● **Directions for this task**:
Set down every entry below exactly as it stands.

* * * * * * * * *

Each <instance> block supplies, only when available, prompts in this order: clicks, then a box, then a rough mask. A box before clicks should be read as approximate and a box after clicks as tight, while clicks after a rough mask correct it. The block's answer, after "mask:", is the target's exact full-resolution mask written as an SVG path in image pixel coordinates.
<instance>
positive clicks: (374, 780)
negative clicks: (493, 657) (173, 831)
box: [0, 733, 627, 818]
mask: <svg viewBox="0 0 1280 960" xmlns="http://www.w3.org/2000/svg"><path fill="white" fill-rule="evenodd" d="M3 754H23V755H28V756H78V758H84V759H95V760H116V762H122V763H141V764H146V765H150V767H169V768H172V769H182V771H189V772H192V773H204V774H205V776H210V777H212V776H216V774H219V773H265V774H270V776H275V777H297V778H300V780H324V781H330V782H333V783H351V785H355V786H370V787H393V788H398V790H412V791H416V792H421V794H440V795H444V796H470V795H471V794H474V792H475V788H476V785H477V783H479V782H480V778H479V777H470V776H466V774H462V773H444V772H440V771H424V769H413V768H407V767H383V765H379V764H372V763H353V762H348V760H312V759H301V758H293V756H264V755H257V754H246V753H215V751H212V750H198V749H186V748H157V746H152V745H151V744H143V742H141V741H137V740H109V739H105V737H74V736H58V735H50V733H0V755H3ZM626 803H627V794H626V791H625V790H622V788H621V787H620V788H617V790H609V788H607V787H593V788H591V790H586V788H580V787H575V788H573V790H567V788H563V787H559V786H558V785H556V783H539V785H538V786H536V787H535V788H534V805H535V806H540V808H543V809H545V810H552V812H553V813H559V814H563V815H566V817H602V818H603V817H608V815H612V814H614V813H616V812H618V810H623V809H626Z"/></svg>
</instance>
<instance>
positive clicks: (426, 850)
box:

* * * * * * * * *

● **Exercise answer**:
Each <instance> block supplies, only when available, prompts in this order: clicks, then a box, then a rough mask. A box before clicks should be read as approximate and a box after clicks as tight, while clicks after a rough mask correct it. The block's answer, after "mask:", is the target's exact full-resolution mask written as an SVG path in image pixel coordinates.
<instance>
positive clicks: (374, 780)
negative clicks: (493, 657) (173, 831)
box: [0, 733, 627, 818]
mask: <svg viewBox="0 0 1280 960" xmlns="http://www.w3.org/2000/svg"><path fill="white" fill-rule="evenodd" d="M3 754H23V755H28V756H78V758H84V759H95V760H116V762H122V763H141V764H146V765H150V767H169V768H172V769H182V771H189V772H192V773H204V774H205V776H210V777H212V776H216V774H219V773H265V774H270V776H275V777H297V778H300V780H324V781H330V782H333V783H351V785H355V786H370V787H393V788H398V790H412V791H416V792H421V794H440V795H444V796H470V795H471V794H474V792H475V788H476V785H477V783H479V782H480V778H479V777H470V776H466V774H462V773H444V772H440V771H424V769H413V768H407V767H383V765H379V764H372V763H353V762H348V760H312V759H301V758H293V756H264V755H257V754H246V753H215V751H212V750H198V749H186V748H157V746H152V745H151V744H143V742H141V741H137V740H109V739H105V737H74V736H58V735H50V733H0V755H3ZM626 803H627V794H626V791H625V790H622V788H621V787H620V788H617V790H609V788H607V787H593V788H591V790H586V788H580V787H575V788H573V790H567V788H563V787H559V786H558V785H556V783H539V785H538V786H536V787H535V788H534V805H535V806H540V808H543V809H545V810H552V812H553V813H559V814H563V815H566V817H602V818H603V817H608V815H612V814H614V813H616V812H618V810H623V809H626Z"/></svg>
</instance>
<instance>
positive clicks: (426, 850)
box:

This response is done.